A ideia de que o cérebro “precisa de combustível constante” para funcionar bem acaba de ser colocada em xeque. Uma ampla revisão científica realizada por pesquisadores internacionais concluiu que adultos saudáveis mantêm o mesmo nível de desempenho cognitivo — em testes de memória, atenção e funções executivas — independentemente de estarem alimentados ou em jejum.
A meta-análise reuniu 63 estudos publicados entre 1958 e 2025, abrangendo 3.484 voluntários avaliados em 222 diferentes parâmetros de cognição. O resultado desafia a crença de que períodos prolongados sem comida causam lentidão mental ou distração, reforçada por anos de campanhas publicitárias e hábitos culturais.
“A alimentação com restrição de tempo e o jejum intermitente tornaram-se práticas de bem-estar extremamente populares na última década. Milhões de pessoas o fazem em busca de benefícios de longo prazo — desde o controle de peso até a melhora da saúde metabólica”, escreveu David Moreau, professor associado de Psicologia na University de Auckland, da Austrália, e um dos autores do trabalho, em artigo publicado no The Conversation. “O jejum não é apenas uma moda passageira. Ele ativa um sistema biológico refinado ao longo de milênios para ajudar os humanos a lidar com a escassez.”

(Dados de apontamento por expressões referenciais)
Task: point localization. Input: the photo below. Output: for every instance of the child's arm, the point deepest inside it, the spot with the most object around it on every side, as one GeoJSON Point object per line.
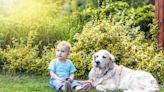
{"type": "Point", "coordinates": [55, 76]}
{"type": "Point", "coordinates": [71, 76]}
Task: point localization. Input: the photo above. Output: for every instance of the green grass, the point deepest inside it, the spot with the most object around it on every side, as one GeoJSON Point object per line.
{"type": "Point", "coordinates": [29, 83]}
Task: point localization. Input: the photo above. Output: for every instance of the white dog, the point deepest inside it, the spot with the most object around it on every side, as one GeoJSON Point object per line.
{"type": "Point", "coordinates": [106, 75]}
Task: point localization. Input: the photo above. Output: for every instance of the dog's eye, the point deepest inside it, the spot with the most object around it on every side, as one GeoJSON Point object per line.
{"type": "Point", "coordinates": [104, 57]}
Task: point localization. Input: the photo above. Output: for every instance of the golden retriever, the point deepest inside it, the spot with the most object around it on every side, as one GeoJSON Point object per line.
{"type": "Point", "coordinates": [107, 75]}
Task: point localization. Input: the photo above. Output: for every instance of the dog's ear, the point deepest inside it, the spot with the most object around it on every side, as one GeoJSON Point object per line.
{"type": "Point", "coordinates": [111, 60]}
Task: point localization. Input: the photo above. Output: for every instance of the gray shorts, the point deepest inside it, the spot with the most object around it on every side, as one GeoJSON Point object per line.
{"type": "Point", "coordinates": [58, 84]}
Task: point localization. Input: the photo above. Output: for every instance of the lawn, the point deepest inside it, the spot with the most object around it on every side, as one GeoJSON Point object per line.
{"type": "Point", "coordinates": [28, 83]}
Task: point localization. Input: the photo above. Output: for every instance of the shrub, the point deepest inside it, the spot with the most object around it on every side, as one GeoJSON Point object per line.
{"type": "Point", "coordinates": [25, 57]}
{"type": "Point", "coordinates": [126, 42]}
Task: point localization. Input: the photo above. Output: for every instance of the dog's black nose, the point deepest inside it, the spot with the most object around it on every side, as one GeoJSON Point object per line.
{"type": "Point", "coordinates": [97, 62]}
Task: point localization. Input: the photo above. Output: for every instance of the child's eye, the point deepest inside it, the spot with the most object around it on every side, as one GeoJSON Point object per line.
{"type": "Point", "coordinates": [104, 57]}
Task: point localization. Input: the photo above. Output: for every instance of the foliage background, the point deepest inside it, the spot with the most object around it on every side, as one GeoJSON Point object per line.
{"type": "Point", "coordinates": [29, 30]}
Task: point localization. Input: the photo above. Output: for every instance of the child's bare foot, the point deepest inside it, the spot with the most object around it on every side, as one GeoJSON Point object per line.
{"type": "Point", "coordinates": [67, 87]}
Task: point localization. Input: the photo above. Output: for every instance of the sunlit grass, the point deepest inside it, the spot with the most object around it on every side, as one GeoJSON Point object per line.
{"type": "Point", "coordinates": [30, 83]}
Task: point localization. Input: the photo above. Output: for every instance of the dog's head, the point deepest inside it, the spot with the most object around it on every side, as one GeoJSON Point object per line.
{"type": "Point", "coordinates": [103, 59]}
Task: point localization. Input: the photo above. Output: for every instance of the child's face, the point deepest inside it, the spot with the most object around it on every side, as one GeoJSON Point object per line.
{"type": "Point", "coordinates": [62, 53]}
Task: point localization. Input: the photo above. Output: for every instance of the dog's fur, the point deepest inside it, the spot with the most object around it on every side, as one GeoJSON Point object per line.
{"type": "Point", "coordinates": [106, 75]}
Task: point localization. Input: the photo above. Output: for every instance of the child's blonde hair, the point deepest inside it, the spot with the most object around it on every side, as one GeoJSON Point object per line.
{"type": "Point", "coordinates": [65, 44]}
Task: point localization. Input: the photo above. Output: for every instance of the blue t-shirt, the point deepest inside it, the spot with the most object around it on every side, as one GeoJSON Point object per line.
{"type": "Point", "coordinates": [62, 70]}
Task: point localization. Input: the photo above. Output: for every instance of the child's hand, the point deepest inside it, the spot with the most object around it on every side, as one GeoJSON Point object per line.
{"type": "Point", "coordinates": [62, 79]}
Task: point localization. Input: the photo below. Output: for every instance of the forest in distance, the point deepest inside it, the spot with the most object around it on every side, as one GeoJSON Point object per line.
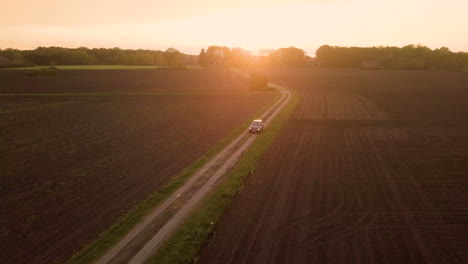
{"type": "Point", "coordinates": [326, 56]}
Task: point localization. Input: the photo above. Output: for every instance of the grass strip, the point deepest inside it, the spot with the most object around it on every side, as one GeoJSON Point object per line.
{"type": "Point", "coordinates": [162, 93]}
{"type": "Point", "coordinates": [184, 244]}
{"type": "Point", "coordinates": [112, 235]}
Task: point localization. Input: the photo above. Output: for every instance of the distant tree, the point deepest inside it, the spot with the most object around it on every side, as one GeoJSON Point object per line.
{"type": "Point", "coordinates": [407, 57]}
{"type": "Point", "coordinates": [173, 58]}
{"type": "Point", "coordinates": [202, 59]}
{"type": "Point", "coordinates": [291, 56]}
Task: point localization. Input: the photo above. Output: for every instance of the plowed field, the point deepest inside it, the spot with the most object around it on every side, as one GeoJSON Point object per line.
{"type": "Point", "coordinates": [371, 168]}
{"type": "Point", "coordinates": [75, 160]}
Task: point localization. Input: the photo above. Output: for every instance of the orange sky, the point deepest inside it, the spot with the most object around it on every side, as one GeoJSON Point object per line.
{"type": "Point", "coordinates": [253, 24]}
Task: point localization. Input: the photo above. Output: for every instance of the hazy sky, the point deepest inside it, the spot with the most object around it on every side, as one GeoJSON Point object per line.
{"type": "Point", "coordinates": [189, 25]}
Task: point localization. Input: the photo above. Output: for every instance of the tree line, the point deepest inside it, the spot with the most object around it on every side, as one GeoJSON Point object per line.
{"type": "Point", "coordinates": [221, 56]}
{"type": "Point", "coordinates": [96, 56]}
{"type": "Point", "coordinates": [407, 57]}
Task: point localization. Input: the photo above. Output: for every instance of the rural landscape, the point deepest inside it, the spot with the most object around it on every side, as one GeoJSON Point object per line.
{"type": "Point", "coordinates": [142, 132]}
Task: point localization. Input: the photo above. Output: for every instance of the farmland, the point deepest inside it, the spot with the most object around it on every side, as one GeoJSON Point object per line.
{"type": "Point", "coordinates": [81, 148]}
{"type": "Point", "coordinates": [370, 168]}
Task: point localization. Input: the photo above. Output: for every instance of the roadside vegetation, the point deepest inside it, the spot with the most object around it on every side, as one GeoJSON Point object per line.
{"type": "Point", "coordinates": [183, 245]}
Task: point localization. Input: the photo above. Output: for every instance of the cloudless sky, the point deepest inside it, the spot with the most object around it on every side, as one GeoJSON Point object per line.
{"type": "Point", "coordinates": [190, 25]}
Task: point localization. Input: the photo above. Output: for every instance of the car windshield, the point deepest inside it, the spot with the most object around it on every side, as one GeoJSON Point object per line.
{"type": "Point", "coordinates": [256, 123]}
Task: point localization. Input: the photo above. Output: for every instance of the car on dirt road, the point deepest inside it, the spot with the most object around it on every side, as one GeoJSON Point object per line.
{"type": "Point", "coordinates": [256, 126]}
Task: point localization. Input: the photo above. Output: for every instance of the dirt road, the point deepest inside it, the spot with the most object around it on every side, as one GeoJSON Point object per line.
{"type": "Point", "coordinates": [139, 244]}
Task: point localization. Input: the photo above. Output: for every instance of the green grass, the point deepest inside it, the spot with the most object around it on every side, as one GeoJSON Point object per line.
{"type": "Point", "coordinates": [99, 67]}
{"type": "Point", "coordinates": [184, 244]}
{"type": "Point", "coordinates": [88, 67]}
{"type": "Point", "coordinates": [111, 236]}
{"type": "Point", "coordinates": [158, 93]}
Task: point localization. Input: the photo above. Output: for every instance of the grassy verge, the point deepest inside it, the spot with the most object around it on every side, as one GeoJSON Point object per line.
{"type": "Point", "coordinates": [183, 246]}
{"type": "Point", "coordinates": [98, 67]}
{"type": "Point", "coordinates": [155, 93]}
{"type": "Point", "coordinates": [111, 236]}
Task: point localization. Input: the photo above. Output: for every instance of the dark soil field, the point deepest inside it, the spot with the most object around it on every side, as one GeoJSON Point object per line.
{"type": "Point", "coordinates": [74, 163]}
{"type": "Point", "coordinates": [371, 168]}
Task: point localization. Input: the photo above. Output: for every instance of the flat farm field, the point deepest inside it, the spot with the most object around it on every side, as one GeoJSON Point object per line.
{"type": "Point", "coordinates": [371, 168]}
{"type": "Point", "coordinates": [81, 148]}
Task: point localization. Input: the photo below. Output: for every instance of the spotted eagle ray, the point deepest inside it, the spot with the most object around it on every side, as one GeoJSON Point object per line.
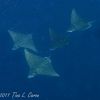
{"type": "Point", "coordinates": [78, 23]}
{"type": "Point", "coordinates": [22, 40]}
{"type": "Point", "coordinates": [39, 65]}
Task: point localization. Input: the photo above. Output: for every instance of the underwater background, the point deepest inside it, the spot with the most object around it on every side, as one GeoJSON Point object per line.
{"type": "Point", "coordinates": [78, 63]}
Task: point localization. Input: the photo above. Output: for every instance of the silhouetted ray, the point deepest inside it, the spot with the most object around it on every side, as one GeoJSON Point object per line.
{"type": "Point", "coordinates": [57, 40]}
{"type": "Point", "coordinates": [22, 40]}
{"type": "Point", "coordinates": [77, 23]}
{"type": "Point", "coordinates": [39, 65]}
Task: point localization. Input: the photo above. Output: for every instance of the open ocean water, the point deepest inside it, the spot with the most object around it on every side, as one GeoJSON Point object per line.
{"type": "Point", "coordinates": [78, 63]}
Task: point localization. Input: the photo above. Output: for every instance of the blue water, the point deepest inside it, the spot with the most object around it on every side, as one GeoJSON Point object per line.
{"type": "Point", "coordinates": [78, 63]}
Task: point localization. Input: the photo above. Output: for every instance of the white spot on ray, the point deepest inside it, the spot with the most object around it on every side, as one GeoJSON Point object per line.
{"type": "Point", "coordinates": [22, 40]}
{"type": "Point", "coordinates": [77, 23]}
{"type": "Point", "coordinates": [39, 65]}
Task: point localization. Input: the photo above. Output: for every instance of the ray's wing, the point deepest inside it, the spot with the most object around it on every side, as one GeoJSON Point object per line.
{"type": "Point", "coordinates": [38, 65]}
{"type": "Point", "coordinates": [46, 68]}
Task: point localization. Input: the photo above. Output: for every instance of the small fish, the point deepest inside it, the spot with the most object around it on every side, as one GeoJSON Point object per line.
{"type": "Point", "coordinates": [39, 65]}
{"type": "Point", "coordinates": [22, 41]}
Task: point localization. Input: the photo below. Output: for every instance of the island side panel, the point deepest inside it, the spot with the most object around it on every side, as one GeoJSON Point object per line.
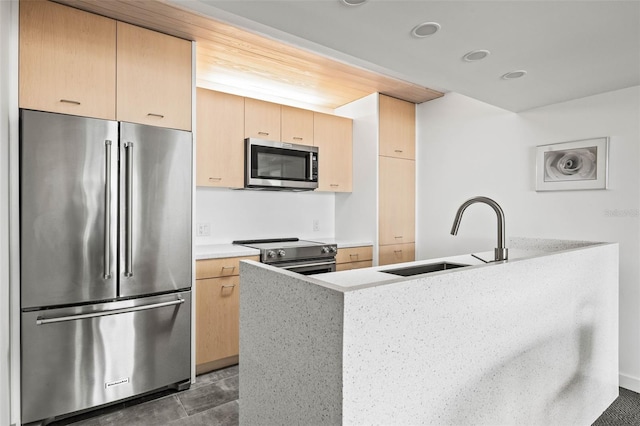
{"type": "Point", "coordinates": [290, 349]}
{"type": "Point", "coordinates": [533, 341]}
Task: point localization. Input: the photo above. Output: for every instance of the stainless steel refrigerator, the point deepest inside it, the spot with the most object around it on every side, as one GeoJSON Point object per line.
{"type": "Point", "coordinates": [105, 234]}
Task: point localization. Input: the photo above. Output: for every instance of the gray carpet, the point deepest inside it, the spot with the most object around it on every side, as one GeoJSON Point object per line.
{"type": "Point", "coordinates": [624, 411]}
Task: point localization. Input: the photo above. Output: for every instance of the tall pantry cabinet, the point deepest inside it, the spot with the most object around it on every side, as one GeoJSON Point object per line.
{"type": "Point", "coordinates": [396, 180]}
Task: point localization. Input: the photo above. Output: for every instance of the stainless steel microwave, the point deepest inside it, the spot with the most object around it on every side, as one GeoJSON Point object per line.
{"type": "Point", "coordinates": [280, 165]}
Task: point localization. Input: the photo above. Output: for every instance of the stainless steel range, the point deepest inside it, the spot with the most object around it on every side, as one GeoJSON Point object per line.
{"type": "Point", "coordinates": [293, 254]}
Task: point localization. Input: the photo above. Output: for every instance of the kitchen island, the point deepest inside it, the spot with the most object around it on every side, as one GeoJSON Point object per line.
{"type": "Point", "coordinates": [532, 340]}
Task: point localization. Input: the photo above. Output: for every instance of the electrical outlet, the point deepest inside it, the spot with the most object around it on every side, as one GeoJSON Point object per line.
{"type": "Point", "coordinates": [203, 229]}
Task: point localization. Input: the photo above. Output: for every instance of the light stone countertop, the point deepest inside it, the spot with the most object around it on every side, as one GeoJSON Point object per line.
{"type": "Point", "coordinates": [519, 248]}
{"type": "Point", "coordinates": [217, 251]}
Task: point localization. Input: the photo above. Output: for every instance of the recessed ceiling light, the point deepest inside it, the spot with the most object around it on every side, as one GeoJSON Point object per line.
{"type": "Point", "coordinates": [476, 55]}
{"type": "Point", "coordinates": [514, 74]}
{"type": "Point", "coordinates": [425, 29]}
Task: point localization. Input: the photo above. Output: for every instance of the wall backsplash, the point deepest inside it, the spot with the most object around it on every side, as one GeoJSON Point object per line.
{"type": "Point", "coordinates": [247, 214]}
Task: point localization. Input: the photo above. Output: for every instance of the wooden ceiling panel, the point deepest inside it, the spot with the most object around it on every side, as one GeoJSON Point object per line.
{"type": "Point", "coordinates": [241, 62]}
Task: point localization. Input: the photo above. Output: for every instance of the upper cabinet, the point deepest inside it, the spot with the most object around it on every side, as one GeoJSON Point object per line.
{"type": "Point", "coordinates": [220, 147]}
{"type": "Point", "coordinates": [333, 136]}
{"type": "Point", "coordinates": [75, 62]}
{"type": "Point", "coordinates": [154, 78]}
{"type": "Point", "coordinates": [261, 120]}
{"type": "Point", "coordinates": [297, 125]}
{"type": "Point", "coordinates": [67, 61]}
{"type": "Point", "coordinates": [397, 128]}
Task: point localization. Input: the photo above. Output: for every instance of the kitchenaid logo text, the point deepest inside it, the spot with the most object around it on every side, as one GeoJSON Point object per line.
{"type": "Point", "coordinates": [622, 213]}
{"type": "Point", "coordinates": [116, 383]}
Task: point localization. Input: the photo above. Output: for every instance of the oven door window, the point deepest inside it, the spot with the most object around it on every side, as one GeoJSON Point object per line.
{"type": "Point", "coordinates": [310, 267]}
{"type": "Point", "coordinates": [279, 164]}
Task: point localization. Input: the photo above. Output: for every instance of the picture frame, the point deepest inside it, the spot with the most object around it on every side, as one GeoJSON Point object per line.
{"type": "Point", "coordinates": [574, 165]}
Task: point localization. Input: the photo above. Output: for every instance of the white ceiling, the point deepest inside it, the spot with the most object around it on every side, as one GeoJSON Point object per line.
{"type": "Point", "coordinates": [570, 49]}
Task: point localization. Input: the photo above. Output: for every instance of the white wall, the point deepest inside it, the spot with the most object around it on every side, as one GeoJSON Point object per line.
{"type": "Point", "coordinates": [246, 214]}
{"type": "Point", "coordinates": [467, 148]}
{"type": "Point", "coordinates": [8, 134]}
{"type": "Point", "coordinates": [357, 212]}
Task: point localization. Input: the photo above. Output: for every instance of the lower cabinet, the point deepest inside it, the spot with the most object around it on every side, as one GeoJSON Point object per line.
{"type": "Point", "coordinates": [354, 258]}
{"type": "Point", "coordinates": [217, 313]}
{"type": "Point", "coordinates": [396, 253]}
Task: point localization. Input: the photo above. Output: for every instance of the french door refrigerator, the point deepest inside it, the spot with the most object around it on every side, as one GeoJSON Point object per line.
{"type": "Point", "coordinates": [105, 235]}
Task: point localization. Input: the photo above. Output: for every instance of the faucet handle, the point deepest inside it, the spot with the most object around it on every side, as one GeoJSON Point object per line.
{"type": "Point", "coordinates": [501, 254]}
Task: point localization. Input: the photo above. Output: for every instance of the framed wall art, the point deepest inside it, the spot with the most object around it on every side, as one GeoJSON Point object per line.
{"type": "Point", "coordinates": [573, 165]}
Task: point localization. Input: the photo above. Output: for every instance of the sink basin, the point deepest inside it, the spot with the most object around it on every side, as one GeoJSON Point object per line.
{"type": "Point", "coordinates": [424, 269]}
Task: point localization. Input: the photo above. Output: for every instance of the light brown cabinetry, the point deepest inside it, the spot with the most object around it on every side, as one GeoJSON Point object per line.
{"type": "Point", "coordinates": [75, 62]}
{"type": "Point", "coordinates": [354, 258]}
{"type": "Point", "coordinates": [261, 119]}
{"type": "Point", "coordinates": [220, 147]}
{"type": "Point", "coordinates": [154, 78]}
{"type": "Point", "coordinates": [67, 60]}
{"type": "Point", "coordinates": [397, 201]}
{"type": "Point", "coordinates": [217, 312]}
{"type": "Point", "coordinates": [296, 125]}
{"type": "Point", "coordinates": [397, 128]}
{"type": "Point", "coordinates": [333, 136]}
{"type": "Point", "coordinates": [396, 181]}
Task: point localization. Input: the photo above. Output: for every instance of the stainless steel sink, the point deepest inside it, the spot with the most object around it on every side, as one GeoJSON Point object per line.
{"type": "Point", "coordinates": [424, 269]}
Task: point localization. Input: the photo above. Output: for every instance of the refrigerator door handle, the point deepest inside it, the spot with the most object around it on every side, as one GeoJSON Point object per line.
{"type": "Point", "coordinates": [44, 320]}
{"type": "Point", "coordinates": [107, 211]}
{"type": "Point", "coordinates": [128, 262]}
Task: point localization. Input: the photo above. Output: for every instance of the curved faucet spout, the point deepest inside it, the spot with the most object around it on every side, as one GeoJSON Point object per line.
{"type": "Point", "coordinates": [501, 252]}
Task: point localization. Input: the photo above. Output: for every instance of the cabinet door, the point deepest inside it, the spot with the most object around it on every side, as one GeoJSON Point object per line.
{"type": "Point", "coordinates": [297, 126]}
{"type": "Point", "coordinates": [396, 253]}
{"type": "Point", "coordinates": [154, 78]}
{"type": "Point", "coordinates": [67, 60]}
{"type": "Point", "coordinates": [220, 139]}
{"type": "Point", "coordinates": [397, 200]}
{"type": "Point", "coordinates": [333, 136]}
{"type": "Point", "coordinates": [261, 120]}
{"type": "Point", "coordinates": [217, 319]}
{"type": "Point", "coordinates": [397, 128]}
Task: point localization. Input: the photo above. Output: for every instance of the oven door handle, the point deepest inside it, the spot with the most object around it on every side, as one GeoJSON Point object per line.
{"type": "Point", "coordinates": [304, 265]}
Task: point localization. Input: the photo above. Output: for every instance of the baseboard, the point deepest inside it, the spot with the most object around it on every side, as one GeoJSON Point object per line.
{"type": "Point", "coordinates": [628, 382]}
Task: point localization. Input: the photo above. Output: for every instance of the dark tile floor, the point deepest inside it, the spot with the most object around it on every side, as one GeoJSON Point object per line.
{"type": "Point", "coordinates": [211, 401]}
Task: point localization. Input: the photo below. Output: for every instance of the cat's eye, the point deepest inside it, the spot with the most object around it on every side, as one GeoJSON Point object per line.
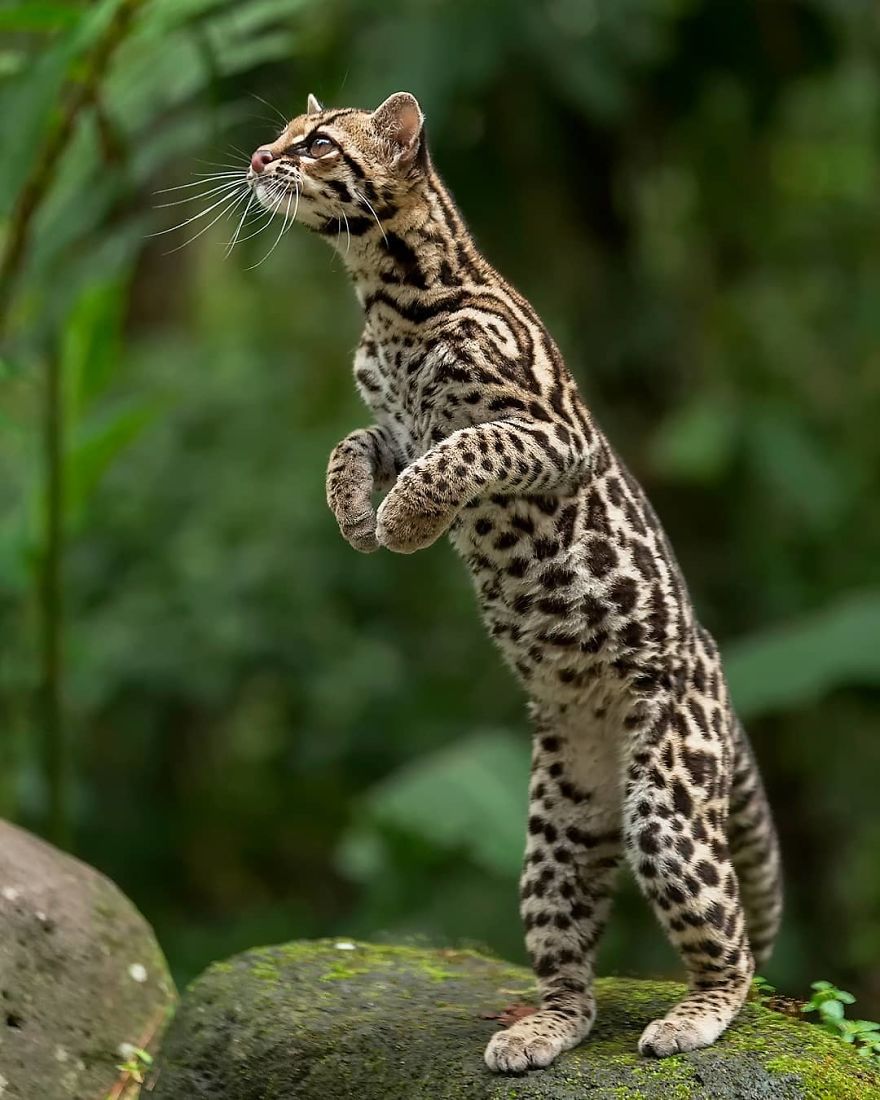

Instruções -
• A. Altere o trecho do texto sobre jejum e cognição que começa em "A ideia de que" e segue até "e hábitos culturais.", trocando "voluntários" por "participantes" e apresentando o resultado.
• B. Dê prosseguimento ao texto sobre jejum e desempenho cognitivo a partir do ponto em que ele termina.

Respostas do exercício -
• A.
A ideia de que o cérebro “precisa de combustível constante” para funcionar bem acaba de ser colocada em xeque. Uma ampla revisão científica realizada por pesquisadores internacionais concluiu que adultos saudáveis mantêm o mesmo nível de desempenho cognitivo — em testes de memória, atenção e funções executivas — independentemente de estarem alimentados ou em jejum.
A meta-análise reuniu 63 estudos publicados entre 1958 e 2025, abrangendo 3.484 participantes avaliados em 222 diferentes parâmetros de cognição. O resultado desafia a crença de que períodos prolongados sem comida causam lentidão mental ou distração, reforçada por anos de campanhas publicitárias e hábitos culturais.

• B.
Ele explicou que, quando comemos regularmente, o cérebro funciona principalmente com glicose, armazenada no corpo como glicogênio. Mas, após cerca de 12 horas sem alimento, esses estoques começam a se esgotar.
“Nesse ponto, o corpo faz uma troca metabólica inteligente: começa a decompor gordura em corpos cetônicos (como acetoacetato e beta-hidroxibutirato), que passam a servir como fonte alternativa de energia”, acrescentou. “Essa flexibilidade metabólica — essencial para a sobrevivência de nossos ancestrais — agora é associada a uma série de benefícios à saúde.”
Segundo Moreau, alguns dos efeitos mais promissores do jejum vêm da forma como ele reorganiza processos internos do corpo. Ele citou como exemplo a ativação da autofagia, uma espécie de “equipe de limpeza” celular que remove componentes danificados e os recicla. Além disso, melhora a sensibilidade à insulina, ajudando o corpo a controlar o açúcar no sangue de forma mais eficaz e reduzindo o risco de doenças como o diabetes tipo 2.
“E as mudanças metabólicas provocadas pelo jejum parecem oferecer proteção mais ampla, reduzindo a probabilidade de desenvolver doenças crônicas frequentemente associadas ao excesso alimentar”, salientou o professor.
Esses benefícios fisiológicos tornam o jejum atraente. Mas muitos hesitam em adotá-lo por medo de que o desempenho mental piore sem um fornecimento constante de alimento.
A meta-análise realizada por Moreau e seus colegas revelou três fatores que podem alterar a forma como o jejum afeta o cérebro. O primeiro é a idade. “Adultos não apresentaram queda mensurável no desempenho mental ao jejuar. Mas crianças e adolescentes tiveram pior desempenho em testes quando pularam refeições”, ele pontuou, complementando que seus cérebros em desenvolvimento parecem mais sensíveis a variações no fornecimento de energia.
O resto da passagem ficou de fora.